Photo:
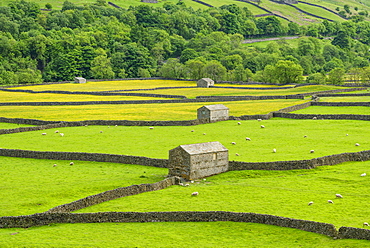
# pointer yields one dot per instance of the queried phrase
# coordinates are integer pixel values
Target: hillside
(301, 12)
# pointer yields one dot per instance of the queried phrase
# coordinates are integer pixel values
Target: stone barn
(197, 161)
(205, 83)
(212, 113)
(80, 80)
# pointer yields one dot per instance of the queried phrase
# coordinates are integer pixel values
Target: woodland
(98, 41)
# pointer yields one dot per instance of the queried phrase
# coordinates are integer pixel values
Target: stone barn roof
(200, 148)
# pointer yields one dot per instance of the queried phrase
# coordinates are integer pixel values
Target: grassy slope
(32, 186)
(162, 111)
(218, 234)
(326, 137)
(282, 193)
(334, 110)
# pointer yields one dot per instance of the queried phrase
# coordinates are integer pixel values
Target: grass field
(282, 193)
(346, 99)
(34, 186)
(31, 186)
(160, 111)
(326, 137)
(170, 234)
(334, 110)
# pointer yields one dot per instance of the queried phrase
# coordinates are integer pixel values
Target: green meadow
(326, 137)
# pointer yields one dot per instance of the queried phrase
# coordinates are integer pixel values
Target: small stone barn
(205, 82)
(196, 161)
(80, 80)
(212, 113)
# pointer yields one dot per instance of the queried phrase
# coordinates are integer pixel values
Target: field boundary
(41, 219)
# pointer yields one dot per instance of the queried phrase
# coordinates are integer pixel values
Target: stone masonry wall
(114, 194)
(98, 157)
(48, 218)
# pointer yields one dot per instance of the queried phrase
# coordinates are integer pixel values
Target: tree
(101, 67)
(214, 70)
(172, 69)
(316, 78)
(194, 68)
(336, 76)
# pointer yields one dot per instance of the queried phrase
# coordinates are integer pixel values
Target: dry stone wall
(210, 216)
(98, 157)
(301, 164)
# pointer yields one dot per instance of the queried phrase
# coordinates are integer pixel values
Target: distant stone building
(80, 80)
(197, 161)
(212, 113)
(205, 82)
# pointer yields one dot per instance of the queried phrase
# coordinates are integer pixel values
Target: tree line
(101, 42)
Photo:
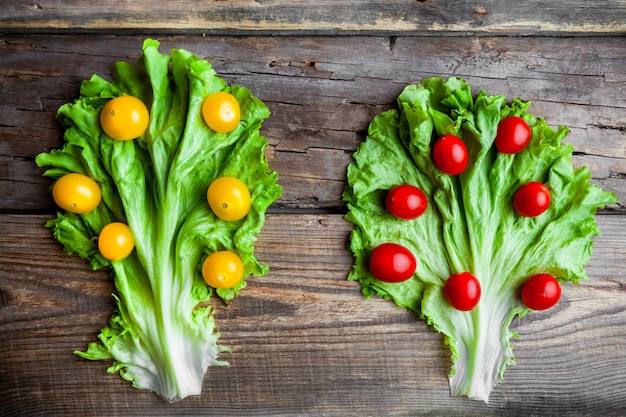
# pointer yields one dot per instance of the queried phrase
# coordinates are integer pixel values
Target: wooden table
(304, 340)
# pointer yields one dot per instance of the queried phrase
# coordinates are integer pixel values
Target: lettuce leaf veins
(470, 224)
(162, 336)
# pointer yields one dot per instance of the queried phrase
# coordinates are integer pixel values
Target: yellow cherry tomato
(229, 198)
(124, 118)
(76, 193)
(115, 241)
(222, 269)
(221, 111)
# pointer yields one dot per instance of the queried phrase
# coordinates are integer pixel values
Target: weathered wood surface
(325, 16)
(304, 340)
(323, 91)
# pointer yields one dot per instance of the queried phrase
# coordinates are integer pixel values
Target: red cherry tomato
(390, 262)
(541, 292)
(462, 291)
(450, 154)
(531, 199)
(406, 202)
(513, 135)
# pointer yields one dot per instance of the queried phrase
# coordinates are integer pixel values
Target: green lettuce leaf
(162, 335)
(470, 224)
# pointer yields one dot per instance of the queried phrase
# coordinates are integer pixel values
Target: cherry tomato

----------------------------------------

-- Aim of the exercise --
Here the records must be restated exactly, minus any images.

-- Your solution --
Photo:
# pointer yields one dot per instance of the queried phrase
# coordinates are integer pixel values
Target: hillside
(301, 12)
# pointer yields one dot per instance of the queried phrase
# coordinates are integer pixel values
Target: stone barn
(197, 161)
(205, 83)
(212, 113)
(80, 80)
# pointer yields one dot per instance of the queried phrase
# coordinates are integer pixel values
Target: woodland
(98, 41)
# pointer yields one dot per instance of the queried phrase
# coordinates are integer pixel values
Target: stone barn roof
(200, 148)
# pointer yields one dot per instance of the queried phrase
# coordinates are integer pixel values
Target: grassy slope
(32, 186)
(162, 111)
(218, 234)
(326, 137)
(282, 193)
(334, 110)
# pointer yields one dot per instance of the queried phrase
# coordinates are integer pixel values
Target: grass field
(282, 193)
(346, 99)
(34, 186)
(31, 186)
(160, 111)
(326, 137)
(170, 234)
(334, 110)
# pointer yields one dot per instance of the queried phrase
# coordinates are integer pixel values
Target: green meadow
(326, 137)
# pointer yields one dot per instance of the queried phrase
# coordinates are integer pixel values
Target: small stone barn
(205, 82)
(196, 161)
(80, 80)
(212, 113)
# pointer yields one dot per instance of the queried phrase
# coordinates are integer pixel values
Target: field boundary
(41, 219)
# pointer yields one dot per instance of the queried phrase
# coordinates are integer pixel values
Target: stone masonry wall
(114, 194)
(98, 157)
(48, 218)
# pointer yields one dot per instance of the queried phrase
# coordinates are integer pixel values
Target: tree
(101, 67)
(214, 70)
(172, 69)
(316, 78)
(194, 68)
(336, 76)
# pointer yields one dot per instance of the queried phrase
# coordinates are integer pixel values
Target: dry stone wall
(210, 216)
(98, 157)
(301, 164)
# pointer yields one dot per instance of the queried phrase
# coordinates are integer pixel values
Target: distant stone building
(80, 80)
(197, 161)
(212, 113)
(205, 82)
# pointer yields one dot per instance of the queried phrase
# coordinates are integer pixel values
Target: tree line
(101, 42)
Photo:
# pointer yields one dot per instance of the queried phrase
# coordinates are integer pixel values
Target: wooden table
(304, 340)
# pointer yields one dot per instance of the queried phrase
# coordinates are integer pixel values
Target: lettuce leaf veins
(470, 224)
(162, 336)
# pointer yields one dot per instance of the queried phrase
# coordinates are integer pixel values
Target: yellow cherry tomato
(229, 198)
(124, 118)
(76, 193)
(115, 241)
(222, 269)
(221, 111)
# pointer yields one dot per instance of the queried phrase
# coordinates are integer pixel values
Target: weathered wood surface
(325, 16)
(304, 340)
(323, 91)
# pointer yields one dot per instance of the queried phrase
# coordinates are integer pixel values
Target: red cherry tomato
(390, 262)
(541, 292)
(462, 291)
(450, 154)
(531, 199)
(406, 202)
(513, 135)
# pointer yields one dot per instance of the queried phrase
# coordinates are integer pixel values
Target: green lettuce leaf
(162, 335)
(470, 224)
# pointer yields one dot per instance of the queried phrase
# coordinates are integer pixel values
Target: cherry tomato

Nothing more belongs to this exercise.